▶ _Reading text_
_ _ _ _ _
# FREE plans/instructions for easy to make Magic Box!



## DangerMouse (Jul 17, 2008)

FREE plans/instructions for easy to make magic box! 
no, this is not my own invention, it's been around a LONG time....
but they're fun to make and fun to show to the little ones especially. (put a coin or favorite candy inside so they get a prize when they open it!)
i hope this puts a smile on someone's face, my boxes all have given me tons of fun!
needed: 
table saw 
1x4 pine 
screws 
glue 
use the table saw to make 6 exact 4" squares. 
then tilt blade to 45* as shown below and 45 all 4 sides exact as well....


----------



## DangerMouse (Jul 17, 2008)

*next...*

Then glue edges together with weighted clamps and wood glue for an hour. 
then predrill and sink long screws (2") into the edges to strengthen the glue joints. 
people will tug and twist a lot on these.


----------



## DangerMouse (Jul 17, 2008)

When finished, stain/varnish/paint/decorate to taste. 
if stained, be sure to seal it with clear coat before passing it around. 
your finished box should look similar to this. 
The other boxes shown ARE my originals and more can be seen here if anyone is interested.
http://www.youtube.com/user/MickeySoume

*enjoy*


----------



## gma2rjc (Nov 21, 2008)

I made 2 of these boxes. But I made all of the squares 3.5" instead of 4". They were pretty easy to do. 

I put a knob on top of them and used the same style of knobs to give them feet. One just has stain on it and I painted the other one.

The kids (young and old) are having fun with them. :thumbup:


----------



## DangerMouse (Jul 17, 2008)

dang! i'm jealous! those look WAY better than MY piece of crap!

GREAT JOB! i love the addition of the feet too. now do some in hardwood..... lol

DM


----------



## gma2rjc (Nov 21, 2008)

Thanks. Those are from a 1x4" pine board I had. The miter cuts aren't quite perfect, so there are little gaps. 

I am going to make a couple more, but each square will be 2.5". That would make it even easier for the little guys to get their fingers around it. 

I'll also make sure to put the screw through the lid to hold the knob on before I assemble the box. 

These were fun to make. Thanks for posting the instructions!


----------
_ _ _ _ _
▶ _Stored rows_
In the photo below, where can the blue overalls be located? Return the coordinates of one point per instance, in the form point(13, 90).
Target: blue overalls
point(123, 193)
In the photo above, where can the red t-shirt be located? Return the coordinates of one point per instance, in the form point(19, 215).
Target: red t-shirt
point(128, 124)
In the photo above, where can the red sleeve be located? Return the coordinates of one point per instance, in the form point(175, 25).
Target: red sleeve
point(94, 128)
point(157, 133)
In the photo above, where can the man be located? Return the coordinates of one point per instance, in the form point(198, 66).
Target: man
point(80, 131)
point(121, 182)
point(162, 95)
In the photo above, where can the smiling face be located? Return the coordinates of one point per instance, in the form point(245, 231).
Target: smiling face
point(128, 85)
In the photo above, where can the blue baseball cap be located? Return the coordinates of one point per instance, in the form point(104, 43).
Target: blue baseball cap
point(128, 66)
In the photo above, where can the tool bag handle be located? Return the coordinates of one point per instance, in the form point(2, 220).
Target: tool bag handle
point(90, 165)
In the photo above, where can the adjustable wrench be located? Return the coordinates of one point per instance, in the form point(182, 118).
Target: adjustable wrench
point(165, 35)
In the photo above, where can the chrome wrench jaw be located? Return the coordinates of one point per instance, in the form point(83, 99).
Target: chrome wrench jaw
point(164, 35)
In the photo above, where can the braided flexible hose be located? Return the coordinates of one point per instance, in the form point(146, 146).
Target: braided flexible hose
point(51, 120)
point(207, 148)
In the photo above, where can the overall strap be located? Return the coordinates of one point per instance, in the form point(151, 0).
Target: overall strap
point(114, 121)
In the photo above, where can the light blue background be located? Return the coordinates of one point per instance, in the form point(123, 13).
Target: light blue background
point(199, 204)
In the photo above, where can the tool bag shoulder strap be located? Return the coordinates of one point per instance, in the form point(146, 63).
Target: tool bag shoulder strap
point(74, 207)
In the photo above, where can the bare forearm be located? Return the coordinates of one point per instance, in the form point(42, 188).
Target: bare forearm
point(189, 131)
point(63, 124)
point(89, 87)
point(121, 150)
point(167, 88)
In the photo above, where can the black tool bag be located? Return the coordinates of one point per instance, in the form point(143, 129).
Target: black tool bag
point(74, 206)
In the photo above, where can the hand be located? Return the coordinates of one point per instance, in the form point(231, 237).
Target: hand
_ _ _ _ _
▶ _Job_
Transcribe the magic box thread between "but they're fun" and "exact as well....", inclusive.

▶ _The response_
but they're fun to make and fun to show to the little ones especially. (put a coin or favorite candy inside so they get a prize when they open it!)
i hope this puts a smile on someone's face, my boxes all have given me tons of fun!
needed: 
table saw 
1x4 pine 
screws 
glue 
use the table saw to make 6 exact 4" squares. 
then tilt blade to 45* as shown below and 45 all 4 sides exact as well....